TO BE DONE:
Put the material starting with the line containing "Reviewer note: confirm that each instance of the yellow and" and going on through the end of the material into a two-column CSV with the columns "prompt" and "points." Give each piece of material and its answer one row, with each value in a single quoted field and any line breaks replaced by spaces.

(Dataset excerpts on object pointing)

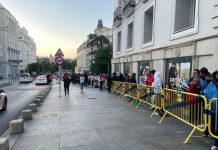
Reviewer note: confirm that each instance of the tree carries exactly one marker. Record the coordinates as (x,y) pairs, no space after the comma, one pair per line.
(101,52)
(69,64)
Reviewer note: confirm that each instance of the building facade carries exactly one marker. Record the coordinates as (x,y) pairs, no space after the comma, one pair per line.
(9,44)
(27,49)
(168,36)
(85,53)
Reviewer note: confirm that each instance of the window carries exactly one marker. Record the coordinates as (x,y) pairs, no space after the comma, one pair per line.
(130,35)
(116,67)
(128,68)
(148,25)
(184,17)
(119,41)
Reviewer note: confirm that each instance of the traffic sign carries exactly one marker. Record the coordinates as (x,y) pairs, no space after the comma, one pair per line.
(59,53)
(59,60)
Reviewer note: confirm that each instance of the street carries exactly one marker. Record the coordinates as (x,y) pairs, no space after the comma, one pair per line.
(19,96)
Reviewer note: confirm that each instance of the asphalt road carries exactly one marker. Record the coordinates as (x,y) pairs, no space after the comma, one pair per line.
(19,97)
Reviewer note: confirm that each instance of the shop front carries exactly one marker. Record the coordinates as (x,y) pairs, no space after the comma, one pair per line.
(178,72)
(143,69)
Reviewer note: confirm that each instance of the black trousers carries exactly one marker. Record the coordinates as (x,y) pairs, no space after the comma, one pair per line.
(66,90)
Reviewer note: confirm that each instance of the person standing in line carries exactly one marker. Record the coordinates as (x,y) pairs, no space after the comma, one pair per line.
(157,89)
(67,81)
(150,78)
(101,80)
(92,79)
(210,92)
(121,78)
(126,77)
(109,83)
(133,78)
(82,80)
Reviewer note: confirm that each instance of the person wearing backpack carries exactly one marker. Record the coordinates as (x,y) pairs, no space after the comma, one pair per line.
(210,92)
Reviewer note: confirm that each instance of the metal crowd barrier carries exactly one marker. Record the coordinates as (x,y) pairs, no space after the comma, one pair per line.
(119,88)
(131,91)
(146,95)
(213,118)
(188,108)
(192,109)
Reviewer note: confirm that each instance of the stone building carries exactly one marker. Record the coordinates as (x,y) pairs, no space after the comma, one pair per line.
(165,35)
(9,44)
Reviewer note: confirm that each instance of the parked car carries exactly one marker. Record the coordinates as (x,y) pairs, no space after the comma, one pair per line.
(25,78)
(3,100)
(41,80)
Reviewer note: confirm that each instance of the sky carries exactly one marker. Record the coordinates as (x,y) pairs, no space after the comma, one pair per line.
(61,24)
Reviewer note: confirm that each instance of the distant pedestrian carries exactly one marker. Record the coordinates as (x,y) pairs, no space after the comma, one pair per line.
(109,83)
(157,89)
(67,81)
(114,77)
(133,78)
(82,80)
(101,81)
(121,78)
(150,78)
(126,77)
(210,92)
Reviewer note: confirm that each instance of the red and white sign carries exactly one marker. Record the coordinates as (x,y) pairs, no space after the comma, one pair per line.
(59,60)
(59,53)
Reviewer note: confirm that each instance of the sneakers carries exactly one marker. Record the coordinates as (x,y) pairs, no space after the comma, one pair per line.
(214,147)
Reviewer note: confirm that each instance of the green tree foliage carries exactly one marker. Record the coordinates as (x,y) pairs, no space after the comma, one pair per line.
(45,66)
(101,52)
(69,64)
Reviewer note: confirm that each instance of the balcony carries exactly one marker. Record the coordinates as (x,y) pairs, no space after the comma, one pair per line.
(118,16)
(129,6)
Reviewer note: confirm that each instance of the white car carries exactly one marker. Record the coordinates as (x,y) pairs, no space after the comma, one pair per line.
(41,80)
(25,78)
(3,100)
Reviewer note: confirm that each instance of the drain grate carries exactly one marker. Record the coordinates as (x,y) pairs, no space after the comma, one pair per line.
(48,115)
(92,98)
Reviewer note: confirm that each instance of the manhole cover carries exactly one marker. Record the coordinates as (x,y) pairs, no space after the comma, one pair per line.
(48,115)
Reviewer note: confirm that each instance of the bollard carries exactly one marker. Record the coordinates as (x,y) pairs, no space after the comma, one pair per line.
(4,144)
(33,107)
(37,102)
(16,126)
(27,114)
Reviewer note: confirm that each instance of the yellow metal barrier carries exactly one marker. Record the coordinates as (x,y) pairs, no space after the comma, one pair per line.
(146,95)
(213,118)
(130,90)
(186,107)
(119,87)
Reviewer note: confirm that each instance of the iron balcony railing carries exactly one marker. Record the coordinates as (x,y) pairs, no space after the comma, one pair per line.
(118,14)
(129,4)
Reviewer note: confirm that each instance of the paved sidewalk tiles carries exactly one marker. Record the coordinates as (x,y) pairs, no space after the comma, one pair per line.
(96,120)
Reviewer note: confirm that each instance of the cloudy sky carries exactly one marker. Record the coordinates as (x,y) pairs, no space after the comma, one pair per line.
(61,24)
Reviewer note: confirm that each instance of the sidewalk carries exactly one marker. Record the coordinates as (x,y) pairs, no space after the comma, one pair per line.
(4,82)
(97,120)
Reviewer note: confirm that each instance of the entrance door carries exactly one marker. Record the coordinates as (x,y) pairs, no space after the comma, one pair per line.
(178,69)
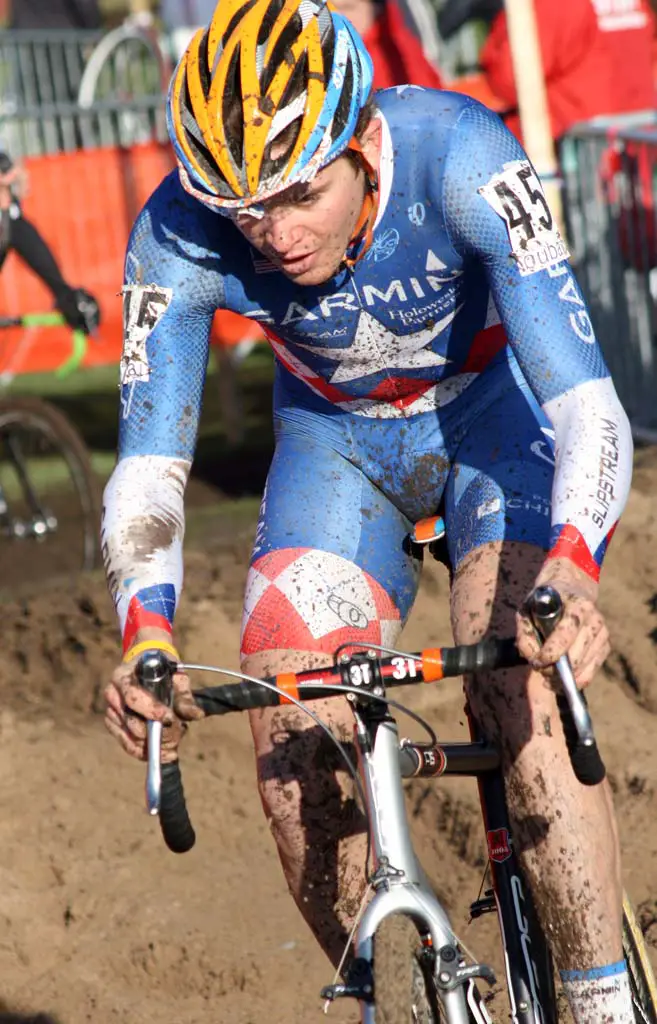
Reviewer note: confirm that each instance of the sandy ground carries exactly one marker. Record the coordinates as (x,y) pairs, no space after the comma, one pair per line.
(99,922)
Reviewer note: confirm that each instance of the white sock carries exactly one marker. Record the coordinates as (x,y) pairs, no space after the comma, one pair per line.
(600,995)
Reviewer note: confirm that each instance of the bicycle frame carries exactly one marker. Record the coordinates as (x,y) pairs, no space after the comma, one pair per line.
(398,881)
(400,886)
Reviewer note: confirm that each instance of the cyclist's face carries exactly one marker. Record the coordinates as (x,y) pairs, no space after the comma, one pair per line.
(306,229)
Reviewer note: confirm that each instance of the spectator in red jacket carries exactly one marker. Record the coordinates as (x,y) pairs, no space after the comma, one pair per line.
(392,37)
(629,29)
(576,58)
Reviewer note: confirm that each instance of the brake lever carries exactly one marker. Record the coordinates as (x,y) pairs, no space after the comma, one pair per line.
(545,609)
(155,673)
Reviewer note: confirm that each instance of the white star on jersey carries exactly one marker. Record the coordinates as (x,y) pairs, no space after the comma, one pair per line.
(375,347)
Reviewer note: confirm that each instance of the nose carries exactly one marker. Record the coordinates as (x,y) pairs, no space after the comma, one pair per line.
(281,231)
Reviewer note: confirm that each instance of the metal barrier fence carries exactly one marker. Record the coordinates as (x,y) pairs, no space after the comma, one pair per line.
(62,91)
(609,178)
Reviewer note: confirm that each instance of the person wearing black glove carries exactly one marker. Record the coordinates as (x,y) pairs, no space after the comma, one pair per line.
(454,13)
(79,307)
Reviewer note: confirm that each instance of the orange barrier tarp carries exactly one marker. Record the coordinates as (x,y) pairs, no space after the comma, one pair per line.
(84,204)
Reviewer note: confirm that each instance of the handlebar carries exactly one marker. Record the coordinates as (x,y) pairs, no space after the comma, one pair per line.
(545,609)
(363,673)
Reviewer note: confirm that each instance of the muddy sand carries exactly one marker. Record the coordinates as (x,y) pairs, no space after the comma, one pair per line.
(98,921)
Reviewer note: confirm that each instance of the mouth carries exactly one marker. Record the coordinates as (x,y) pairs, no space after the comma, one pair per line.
(294,264)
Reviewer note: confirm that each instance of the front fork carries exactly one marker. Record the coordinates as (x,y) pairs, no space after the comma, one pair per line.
(399,883)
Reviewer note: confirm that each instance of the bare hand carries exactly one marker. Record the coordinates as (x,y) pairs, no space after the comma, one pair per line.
(130,707)
(581,634)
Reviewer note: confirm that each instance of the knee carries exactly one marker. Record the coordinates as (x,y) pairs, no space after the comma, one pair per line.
(517,711)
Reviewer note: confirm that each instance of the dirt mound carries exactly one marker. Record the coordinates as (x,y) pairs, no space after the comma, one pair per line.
(99,922)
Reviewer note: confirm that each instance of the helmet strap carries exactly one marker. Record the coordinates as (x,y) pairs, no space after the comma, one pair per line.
(361,239)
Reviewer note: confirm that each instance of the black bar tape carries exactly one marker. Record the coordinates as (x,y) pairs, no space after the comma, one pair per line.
(587,764)
(174,819)
(485,655)
(235,696)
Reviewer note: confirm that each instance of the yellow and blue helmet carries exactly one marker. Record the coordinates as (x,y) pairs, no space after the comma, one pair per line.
(265,96)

FINAL RESULT:
prompt,points
"Reviewer note: confirm that each instance of the yellow and blue helmet carries exactly one marker. Record the coordinates as (x,y) pairs, no space after the comma, one pair per line.","(265,96)"